## TASK DESCRIPTION
All records shown below should be given again, character for character.

Segment Start: DATA RECORDS

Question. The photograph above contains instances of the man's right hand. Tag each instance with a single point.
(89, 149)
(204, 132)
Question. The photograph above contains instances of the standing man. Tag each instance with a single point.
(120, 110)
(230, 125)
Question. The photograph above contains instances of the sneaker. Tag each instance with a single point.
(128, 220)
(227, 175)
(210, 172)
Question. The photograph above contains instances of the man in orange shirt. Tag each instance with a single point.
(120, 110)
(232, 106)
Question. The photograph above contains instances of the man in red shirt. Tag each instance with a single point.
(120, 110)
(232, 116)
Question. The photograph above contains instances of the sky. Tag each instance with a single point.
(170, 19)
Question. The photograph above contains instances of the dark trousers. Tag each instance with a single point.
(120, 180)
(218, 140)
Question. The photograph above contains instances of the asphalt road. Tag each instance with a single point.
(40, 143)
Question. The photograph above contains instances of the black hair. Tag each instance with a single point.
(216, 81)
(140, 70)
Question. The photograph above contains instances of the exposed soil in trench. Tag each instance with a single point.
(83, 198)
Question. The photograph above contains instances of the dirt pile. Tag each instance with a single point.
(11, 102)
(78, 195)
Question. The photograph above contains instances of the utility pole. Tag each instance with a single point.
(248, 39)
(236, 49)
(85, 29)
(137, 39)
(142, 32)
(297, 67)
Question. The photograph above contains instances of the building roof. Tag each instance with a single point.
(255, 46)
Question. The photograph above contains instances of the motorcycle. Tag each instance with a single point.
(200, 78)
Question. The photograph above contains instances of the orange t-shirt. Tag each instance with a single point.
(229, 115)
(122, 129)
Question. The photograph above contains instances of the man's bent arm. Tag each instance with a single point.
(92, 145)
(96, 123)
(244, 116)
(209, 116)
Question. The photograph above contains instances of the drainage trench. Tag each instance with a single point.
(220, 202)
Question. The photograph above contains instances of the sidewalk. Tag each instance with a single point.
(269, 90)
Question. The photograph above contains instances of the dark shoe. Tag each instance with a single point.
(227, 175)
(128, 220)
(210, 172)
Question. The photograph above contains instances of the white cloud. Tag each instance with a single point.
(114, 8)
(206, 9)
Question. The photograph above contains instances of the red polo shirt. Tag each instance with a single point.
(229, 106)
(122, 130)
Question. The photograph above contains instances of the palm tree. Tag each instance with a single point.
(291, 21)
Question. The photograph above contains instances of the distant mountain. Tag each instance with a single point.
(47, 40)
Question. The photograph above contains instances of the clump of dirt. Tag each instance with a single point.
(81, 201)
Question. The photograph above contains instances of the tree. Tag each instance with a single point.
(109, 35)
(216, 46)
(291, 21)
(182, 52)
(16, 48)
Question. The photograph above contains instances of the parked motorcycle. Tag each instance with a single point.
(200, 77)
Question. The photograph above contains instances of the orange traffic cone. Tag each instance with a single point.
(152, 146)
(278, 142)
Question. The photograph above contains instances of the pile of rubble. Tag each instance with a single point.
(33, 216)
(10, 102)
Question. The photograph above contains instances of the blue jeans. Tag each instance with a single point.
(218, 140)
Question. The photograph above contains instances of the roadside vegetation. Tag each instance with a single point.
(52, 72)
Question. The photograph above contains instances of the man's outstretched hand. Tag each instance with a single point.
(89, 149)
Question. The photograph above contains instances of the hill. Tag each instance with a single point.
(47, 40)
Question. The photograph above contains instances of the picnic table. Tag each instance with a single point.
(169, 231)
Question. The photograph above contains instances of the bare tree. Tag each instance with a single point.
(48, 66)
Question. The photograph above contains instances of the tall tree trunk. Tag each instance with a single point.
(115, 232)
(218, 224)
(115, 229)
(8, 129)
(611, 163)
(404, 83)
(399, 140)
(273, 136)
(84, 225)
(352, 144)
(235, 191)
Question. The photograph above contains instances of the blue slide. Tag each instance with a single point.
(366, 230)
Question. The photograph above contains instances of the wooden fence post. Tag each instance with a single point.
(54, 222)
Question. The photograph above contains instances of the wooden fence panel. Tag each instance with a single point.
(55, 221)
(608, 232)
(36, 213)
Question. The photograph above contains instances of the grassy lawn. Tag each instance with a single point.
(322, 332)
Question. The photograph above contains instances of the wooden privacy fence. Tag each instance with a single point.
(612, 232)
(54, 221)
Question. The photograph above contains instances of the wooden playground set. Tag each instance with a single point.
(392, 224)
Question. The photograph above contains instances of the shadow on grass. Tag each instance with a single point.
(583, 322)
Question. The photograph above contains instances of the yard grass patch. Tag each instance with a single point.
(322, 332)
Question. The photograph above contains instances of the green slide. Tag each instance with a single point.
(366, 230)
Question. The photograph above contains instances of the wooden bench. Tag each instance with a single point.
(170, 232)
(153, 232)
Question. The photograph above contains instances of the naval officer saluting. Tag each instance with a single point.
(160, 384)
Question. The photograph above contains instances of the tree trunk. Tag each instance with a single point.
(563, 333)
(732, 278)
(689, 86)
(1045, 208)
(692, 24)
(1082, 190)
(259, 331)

Segment End: DATA RECORDS

## SOLUTION
Question. The photograph above contains instances of the man's right hand. Tag each instance with a single point.
(89, 149)
(204, 132)
Question. The photograph above contains instances of the standing man. Tag each instance with a single point.
(120, 110)
(230, 125)
Question. The photograph above contains instances of the sneaker. Tag each instance with a single point.
(128, 220)
(227, 175)
(210, 172)
Question. The photograph above contains instances of the man in orange shirt. Tag each instance with a single point.
(120, 110)
(232, 106)
Question. The photograph above contains instances of the man in red shirt. Tag each instance with a single point.
(120, 110)
(232, 116)
Question. The photograph above contains instances of the sky. Tag each instance with a single point.
(170, 19)
Question. The photograph above contains instances of the dark trousers. Tag each instance with a single point.
(120, 180)
(218, 140)
Question. The photograph above contains instances of the asphalt road. Tag each instance with a single point.
(40, 143)
Question. The photograph above contains instances of the black hair. Tag each instance with a single point.
(216, 81)
(140, 70)
Question. The photograph above contains instances of the exposed soil in trench. Tag each instance with a single point.
(83, 198)
Question. The photograph above contains instances of the dirt pile. Tag each instance with a single point.
(11, 102)
(78, 195)
Question. The photograph above contains instances of the utility pole. Tag each instance with a single point.
(248, 39)
(236, 49)
(85, 29)
(137, 39)
(142, 32)
(297, 67)
Question. The photograph above contains instances of the building roof. Tag each instance with a single point.
(255, 46)
Question. The photograph above contains instances of the motorcycle. Tag each instance with a single point.
(200, 78)
Question. The photograph above contains instances of the orange t-shirt. Tag each instance with a single point.
(229, 115)
(122, 129)
Question. The photograph above contains instances of the man's bent arm. Tag each instance with a single point.
(92, 145)
(96, 123)
(244, 116)
(209, 116)
Question. The photograph above contains instances of the drainage trench. Tag each instance with a single point.
(220, 202)
Question. The photograph above contains instances of the sidewalk. Tag each instance with a single point.
(269, 90)
Question. The photograph above contains instances of the dark shoe. Tag each instance with a single point.
(227, 175)
(128, 220)
(210, 172)
Question. The photograph above contains instances of the white cloud. Tag each instance with a single point.
(114, 8)
(206, 9)
Question. The photograph above contains instances of the red polo shirt. Tag each instance with a single point.
(229, 106)
(122, 130)
Question. The photograph above contains instances of the palm tree. Tag each instance with a single point.
(291, 21)
Question. The photograph above contains instances of the distant mountain. Tag each instance with a single point.
(47, 40)
Question. The photograph above contains instances of the clump of dirt. Tag each instance with a single point.
(81, 201)
Question. The photograph above contains instances of the tree. Tag each instance with a single point.
(109, 35)
(216, 46)
(291, 21)
(182, 52)
(16, 48)
Question. The photograph above contains instances of the parked motorcycle. Tag each instance with a single point.
(200, 77)
Question. The photograph above contains instances of the orange traffic cone. Tag each instance with a single point.
(152, 146)
(278, 142)
Question. The photograph above contains instances of the pile of rubble. Tag each instance with a single point.
(33, 216)
(10, 102)
Question. The photograph above contains instances of the blue jeans. Tag each instance with a single point.
(218, 140)
Question. The photograph above contains instances of the roadside vegetation. Tag each instance with a single point.
(52, 72)
Question. The photograph above contains instances of the man's outstretched hand. Tag each instance with a single point.
(89, 149)
Question. The photograph above contains instances of the hill. Tag each instance with a single point.
(47, 40)
Question. The photograph above contains instances of the picnic table. Tag each instance with a single point.
(169, 231)
Question. The photograph above contains instances of the bare tree. Tag each instance with a single point.
(48, 66)
Question. The photograph above contains instances of the tall tree trunk. Tag each instance with a single point.
(115, 232)
(218, 224)
(115, 229)
(8, 129)
(611, 163)
(404, 83)
(399, 140)
(273, 136)
(84, 225)
(352, 144)
(235, 191)
Question. The photograph above contains instances of the blue slide. Tag each instance with a single point.
(366, 230)
Question. The photograph above contains instances of the wooden fence post. Tag each instance with a single point.
(54, 222)
Question. The photograph above contains instances of the wooden fence panel. Tag each instance with a single point.
(55, 221)
(608, 232)
(36, 213)
Question. The photograph above contains instances of the grassy lawn. Tag each instance with a single point.
(322, 332)
Question. The photograph above contains instances of the wooden privacy fence. Tag each instance with a single point.
(612, 232)
(54, 221)
Question. The photograph above contains instances of the wooden playground set. Tag each instance with a single point.
(392, 224)
Question. The photograph above contains instances of the shadow on grass. Tag each instance with a single point.
(583, 322)
Question. The photograph above contains instances of the yard grass patch. Tag each instance with a single point.
(322, 332)
Question. The photograph above contains instances of the green slide. Tag each instance with a single point.
(366, 230)
Question. The photograph above contains instances of the wooden bench. Tag each instance with a single point.
(170, 232)
(153, 232)
Question. The photograph above contains instances of the naval officer saluting. Tag each instance with a single point.
(160, 384)
Question. The photograph above contains instances of the tree trunk. Tag each instance with a single point.
(563, 333)
(732, 278)
(689, 86)
(1045, 208)
(692, 24)
(1082, 190)
(259, 331)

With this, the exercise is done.